■ Aim of the task
Below are the records. Gather each line that holds "trousers".
↓↓↓
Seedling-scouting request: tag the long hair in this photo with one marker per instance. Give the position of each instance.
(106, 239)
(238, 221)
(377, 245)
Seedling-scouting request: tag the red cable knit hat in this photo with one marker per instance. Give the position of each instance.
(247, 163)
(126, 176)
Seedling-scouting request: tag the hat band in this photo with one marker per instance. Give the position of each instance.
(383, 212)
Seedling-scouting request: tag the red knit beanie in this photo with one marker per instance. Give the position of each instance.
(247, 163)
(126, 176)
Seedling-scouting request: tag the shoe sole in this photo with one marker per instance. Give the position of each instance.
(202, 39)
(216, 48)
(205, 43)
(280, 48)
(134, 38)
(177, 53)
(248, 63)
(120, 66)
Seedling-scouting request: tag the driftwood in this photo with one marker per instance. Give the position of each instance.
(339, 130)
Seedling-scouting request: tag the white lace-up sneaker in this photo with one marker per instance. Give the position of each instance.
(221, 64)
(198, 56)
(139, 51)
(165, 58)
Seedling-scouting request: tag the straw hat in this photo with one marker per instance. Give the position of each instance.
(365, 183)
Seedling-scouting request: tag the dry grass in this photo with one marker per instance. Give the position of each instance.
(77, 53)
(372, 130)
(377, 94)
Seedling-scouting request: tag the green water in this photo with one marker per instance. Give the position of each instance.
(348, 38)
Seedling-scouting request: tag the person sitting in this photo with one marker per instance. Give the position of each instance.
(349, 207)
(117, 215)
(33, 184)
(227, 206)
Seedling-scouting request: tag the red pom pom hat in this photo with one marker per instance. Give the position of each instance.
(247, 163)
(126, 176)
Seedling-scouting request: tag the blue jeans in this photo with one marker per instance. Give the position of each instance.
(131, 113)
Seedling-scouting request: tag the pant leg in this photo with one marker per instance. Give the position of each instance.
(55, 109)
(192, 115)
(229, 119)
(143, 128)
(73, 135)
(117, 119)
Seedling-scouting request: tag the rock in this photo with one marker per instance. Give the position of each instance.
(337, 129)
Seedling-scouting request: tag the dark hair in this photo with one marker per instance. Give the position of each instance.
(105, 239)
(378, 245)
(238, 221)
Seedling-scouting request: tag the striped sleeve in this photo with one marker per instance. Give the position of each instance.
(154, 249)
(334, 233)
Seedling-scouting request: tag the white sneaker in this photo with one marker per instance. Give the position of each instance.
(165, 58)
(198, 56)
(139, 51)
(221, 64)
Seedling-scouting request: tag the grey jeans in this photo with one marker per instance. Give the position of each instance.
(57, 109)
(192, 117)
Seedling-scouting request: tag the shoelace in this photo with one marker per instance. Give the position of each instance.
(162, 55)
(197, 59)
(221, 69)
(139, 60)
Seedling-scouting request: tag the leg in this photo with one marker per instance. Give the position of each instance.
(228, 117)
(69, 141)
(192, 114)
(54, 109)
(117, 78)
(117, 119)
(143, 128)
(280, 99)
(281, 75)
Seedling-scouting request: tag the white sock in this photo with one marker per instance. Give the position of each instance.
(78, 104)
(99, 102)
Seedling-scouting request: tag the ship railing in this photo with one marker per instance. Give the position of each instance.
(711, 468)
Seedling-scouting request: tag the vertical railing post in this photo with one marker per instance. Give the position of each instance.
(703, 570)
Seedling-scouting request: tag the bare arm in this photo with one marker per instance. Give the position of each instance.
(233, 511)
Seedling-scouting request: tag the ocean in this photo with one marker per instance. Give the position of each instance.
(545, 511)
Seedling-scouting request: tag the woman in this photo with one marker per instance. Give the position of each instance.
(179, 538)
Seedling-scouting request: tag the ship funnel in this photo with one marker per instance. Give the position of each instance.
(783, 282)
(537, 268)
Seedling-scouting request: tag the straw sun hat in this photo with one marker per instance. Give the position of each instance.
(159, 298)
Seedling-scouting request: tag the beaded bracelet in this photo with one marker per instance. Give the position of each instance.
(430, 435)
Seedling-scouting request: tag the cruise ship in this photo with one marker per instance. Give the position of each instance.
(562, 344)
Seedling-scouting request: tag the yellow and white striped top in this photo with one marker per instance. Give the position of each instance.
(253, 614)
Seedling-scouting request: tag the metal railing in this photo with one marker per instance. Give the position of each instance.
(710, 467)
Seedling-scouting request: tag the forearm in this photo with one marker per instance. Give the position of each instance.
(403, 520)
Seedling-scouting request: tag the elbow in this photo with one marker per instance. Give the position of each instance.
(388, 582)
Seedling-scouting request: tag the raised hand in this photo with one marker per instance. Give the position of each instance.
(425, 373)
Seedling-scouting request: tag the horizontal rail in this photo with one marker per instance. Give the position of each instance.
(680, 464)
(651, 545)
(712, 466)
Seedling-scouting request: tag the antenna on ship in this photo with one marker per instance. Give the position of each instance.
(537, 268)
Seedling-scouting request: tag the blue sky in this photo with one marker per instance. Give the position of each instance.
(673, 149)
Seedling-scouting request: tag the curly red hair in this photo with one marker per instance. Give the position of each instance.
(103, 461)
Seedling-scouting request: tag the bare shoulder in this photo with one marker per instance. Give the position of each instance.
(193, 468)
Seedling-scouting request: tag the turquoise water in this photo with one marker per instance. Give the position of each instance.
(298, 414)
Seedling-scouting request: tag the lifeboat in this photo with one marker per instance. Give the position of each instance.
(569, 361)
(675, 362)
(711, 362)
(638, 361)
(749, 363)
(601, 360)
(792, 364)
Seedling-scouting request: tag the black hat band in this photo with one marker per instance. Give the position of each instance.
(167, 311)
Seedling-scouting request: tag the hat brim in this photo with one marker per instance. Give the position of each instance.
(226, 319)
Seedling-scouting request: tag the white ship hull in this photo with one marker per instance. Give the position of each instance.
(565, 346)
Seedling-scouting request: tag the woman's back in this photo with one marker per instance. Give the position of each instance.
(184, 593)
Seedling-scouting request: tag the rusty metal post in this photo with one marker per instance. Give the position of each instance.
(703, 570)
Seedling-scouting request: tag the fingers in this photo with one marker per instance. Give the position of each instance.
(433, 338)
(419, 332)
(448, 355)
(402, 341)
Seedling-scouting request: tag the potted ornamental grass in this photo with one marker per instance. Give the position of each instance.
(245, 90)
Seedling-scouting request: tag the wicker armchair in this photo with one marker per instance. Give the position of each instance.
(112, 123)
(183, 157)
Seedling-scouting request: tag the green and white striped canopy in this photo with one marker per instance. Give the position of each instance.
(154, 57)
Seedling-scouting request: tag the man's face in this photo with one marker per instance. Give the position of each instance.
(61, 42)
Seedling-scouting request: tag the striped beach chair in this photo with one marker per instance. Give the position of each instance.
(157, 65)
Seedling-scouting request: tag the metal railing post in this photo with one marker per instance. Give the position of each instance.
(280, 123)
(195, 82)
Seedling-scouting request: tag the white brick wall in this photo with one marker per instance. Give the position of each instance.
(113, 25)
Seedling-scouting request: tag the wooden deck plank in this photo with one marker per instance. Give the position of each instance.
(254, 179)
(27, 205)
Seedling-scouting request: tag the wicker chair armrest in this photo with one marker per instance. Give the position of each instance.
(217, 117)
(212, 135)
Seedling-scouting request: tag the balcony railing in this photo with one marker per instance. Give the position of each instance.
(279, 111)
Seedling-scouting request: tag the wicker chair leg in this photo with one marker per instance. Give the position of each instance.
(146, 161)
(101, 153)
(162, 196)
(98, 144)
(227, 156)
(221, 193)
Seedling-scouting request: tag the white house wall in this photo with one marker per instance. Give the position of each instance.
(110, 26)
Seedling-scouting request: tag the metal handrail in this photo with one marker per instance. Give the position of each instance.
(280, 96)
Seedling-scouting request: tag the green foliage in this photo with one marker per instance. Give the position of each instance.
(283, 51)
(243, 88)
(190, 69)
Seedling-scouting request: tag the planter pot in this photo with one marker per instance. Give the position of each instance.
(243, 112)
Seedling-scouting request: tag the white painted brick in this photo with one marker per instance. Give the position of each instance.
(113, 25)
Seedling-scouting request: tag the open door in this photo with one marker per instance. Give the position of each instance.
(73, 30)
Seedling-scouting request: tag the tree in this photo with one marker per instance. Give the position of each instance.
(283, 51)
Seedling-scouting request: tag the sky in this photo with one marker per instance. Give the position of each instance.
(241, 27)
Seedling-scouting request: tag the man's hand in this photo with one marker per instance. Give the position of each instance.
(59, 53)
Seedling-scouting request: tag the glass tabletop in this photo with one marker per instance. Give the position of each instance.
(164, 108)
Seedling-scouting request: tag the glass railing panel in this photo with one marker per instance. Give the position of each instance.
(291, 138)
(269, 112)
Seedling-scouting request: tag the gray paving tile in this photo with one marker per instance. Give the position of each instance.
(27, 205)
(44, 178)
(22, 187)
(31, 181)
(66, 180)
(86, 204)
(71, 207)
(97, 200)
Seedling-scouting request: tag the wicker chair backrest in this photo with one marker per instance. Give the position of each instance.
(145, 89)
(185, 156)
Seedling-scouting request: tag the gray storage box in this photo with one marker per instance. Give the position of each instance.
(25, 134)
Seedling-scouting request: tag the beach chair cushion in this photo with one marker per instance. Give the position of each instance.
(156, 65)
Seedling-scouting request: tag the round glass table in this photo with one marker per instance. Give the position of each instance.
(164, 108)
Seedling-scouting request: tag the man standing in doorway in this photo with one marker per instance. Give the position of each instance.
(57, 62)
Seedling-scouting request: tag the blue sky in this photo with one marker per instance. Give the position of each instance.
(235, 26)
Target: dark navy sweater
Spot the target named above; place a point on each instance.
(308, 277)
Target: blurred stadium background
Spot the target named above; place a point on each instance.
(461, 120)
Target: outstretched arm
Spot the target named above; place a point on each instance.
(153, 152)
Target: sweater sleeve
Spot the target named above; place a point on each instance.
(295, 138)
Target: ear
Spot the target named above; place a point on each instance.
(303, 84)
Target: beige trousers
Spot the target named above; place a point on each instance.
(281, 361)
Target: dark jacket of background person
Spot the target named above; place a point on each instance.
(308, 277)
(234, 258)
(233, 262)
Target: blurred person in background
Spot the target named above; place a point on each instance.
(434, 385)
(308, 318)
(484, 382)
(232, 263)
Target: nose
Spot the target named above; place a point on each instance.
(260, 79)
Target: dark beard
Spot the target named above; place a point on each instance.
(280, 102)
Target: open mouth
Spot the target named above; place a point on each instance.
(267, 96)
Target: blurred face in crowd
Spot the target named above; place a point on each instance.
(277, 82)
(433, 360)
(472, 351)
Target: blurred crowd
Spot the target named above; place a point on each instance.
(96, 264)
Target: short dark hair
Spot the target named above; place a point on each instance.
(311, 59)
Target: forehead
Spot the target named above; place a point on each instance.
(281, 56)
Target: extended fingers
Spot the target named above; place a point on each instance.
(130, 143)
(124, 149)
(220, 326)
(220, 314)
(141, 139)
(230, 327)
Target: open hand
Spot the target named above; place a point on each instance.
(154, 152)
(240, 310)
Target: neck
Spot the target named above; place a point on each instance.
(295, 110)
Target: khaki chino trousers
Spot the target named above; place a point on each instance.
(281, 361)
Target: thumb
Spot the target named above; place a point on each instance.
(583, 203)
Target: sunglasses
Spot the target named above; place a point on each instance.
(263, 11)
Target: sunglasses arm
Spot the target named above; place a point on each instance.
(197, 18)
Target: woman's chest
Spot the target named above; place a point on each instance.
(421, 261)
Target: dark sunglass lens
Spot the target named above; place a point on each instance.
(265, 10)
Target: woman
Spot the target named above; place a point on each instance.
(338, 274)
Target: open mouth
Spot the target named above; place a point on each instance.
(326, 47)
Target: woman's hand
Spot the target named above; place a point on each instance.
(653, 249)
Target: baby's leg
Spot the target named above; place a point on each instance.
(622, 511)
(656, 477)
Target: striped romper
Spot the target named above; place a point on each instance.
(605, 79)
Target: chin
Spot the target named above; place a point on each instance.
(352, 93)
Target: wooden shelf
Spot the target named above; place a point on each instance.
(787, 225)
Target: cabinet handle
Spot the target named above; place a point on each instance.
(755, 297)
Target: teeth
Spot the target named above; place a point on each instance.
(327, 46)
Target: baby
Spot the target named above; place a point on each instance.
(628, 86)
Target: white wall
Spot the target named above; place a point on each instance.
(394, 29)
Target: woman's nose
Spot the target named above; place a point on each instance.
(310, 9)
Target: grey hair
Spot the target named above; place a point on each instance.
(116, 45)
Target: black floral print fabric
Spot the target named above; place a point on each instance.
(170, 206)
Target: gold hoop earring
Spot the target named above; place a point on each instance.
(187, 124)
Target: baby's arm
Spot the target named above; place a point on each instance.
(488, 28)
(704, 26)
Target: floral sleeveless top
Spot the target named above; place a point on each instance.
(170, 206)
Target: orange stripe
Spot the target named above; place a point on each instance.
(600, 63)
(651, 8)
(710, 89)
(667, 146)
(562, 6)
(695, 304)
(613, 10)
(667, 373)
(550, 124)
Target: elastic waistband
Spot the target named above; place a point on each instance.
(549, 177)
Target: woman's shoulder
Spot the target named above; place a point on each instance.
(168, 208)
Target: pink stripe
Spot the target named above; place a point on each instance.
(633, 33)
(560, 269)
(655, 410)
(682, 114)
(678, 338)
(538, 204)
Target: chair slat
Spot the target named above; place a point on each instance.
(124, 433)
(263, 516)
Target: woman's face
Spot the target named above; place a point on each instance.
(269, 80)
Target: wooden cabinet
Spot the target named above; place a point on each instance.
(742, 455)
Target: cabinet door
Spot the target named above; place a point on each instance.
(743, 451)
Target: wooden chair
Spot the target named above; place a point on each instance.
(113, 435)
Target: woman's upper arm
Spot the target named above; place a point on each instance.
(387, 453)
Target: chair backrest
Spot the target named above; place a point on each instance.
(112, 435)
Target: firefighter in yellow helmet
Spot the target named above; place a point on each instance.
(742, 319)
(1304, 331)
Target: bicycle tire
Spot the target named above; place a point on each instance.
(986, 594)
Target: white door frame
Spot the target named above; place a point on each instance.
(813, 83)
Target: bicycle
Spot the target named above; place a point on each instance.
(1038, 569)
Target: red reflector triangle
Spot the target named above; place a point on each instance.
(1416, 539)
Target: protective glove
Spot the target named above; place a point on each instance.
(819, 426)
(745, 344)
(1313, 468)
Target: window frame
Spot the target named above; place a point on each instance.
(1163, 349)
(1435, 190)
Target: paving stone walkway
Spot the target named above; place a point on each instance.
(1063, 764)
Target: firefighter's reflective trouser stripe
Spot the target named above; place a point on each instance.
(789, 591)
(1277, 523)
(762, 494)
↑↑↑
■ Output
Target: beige trousers
Target: khaki chino trousers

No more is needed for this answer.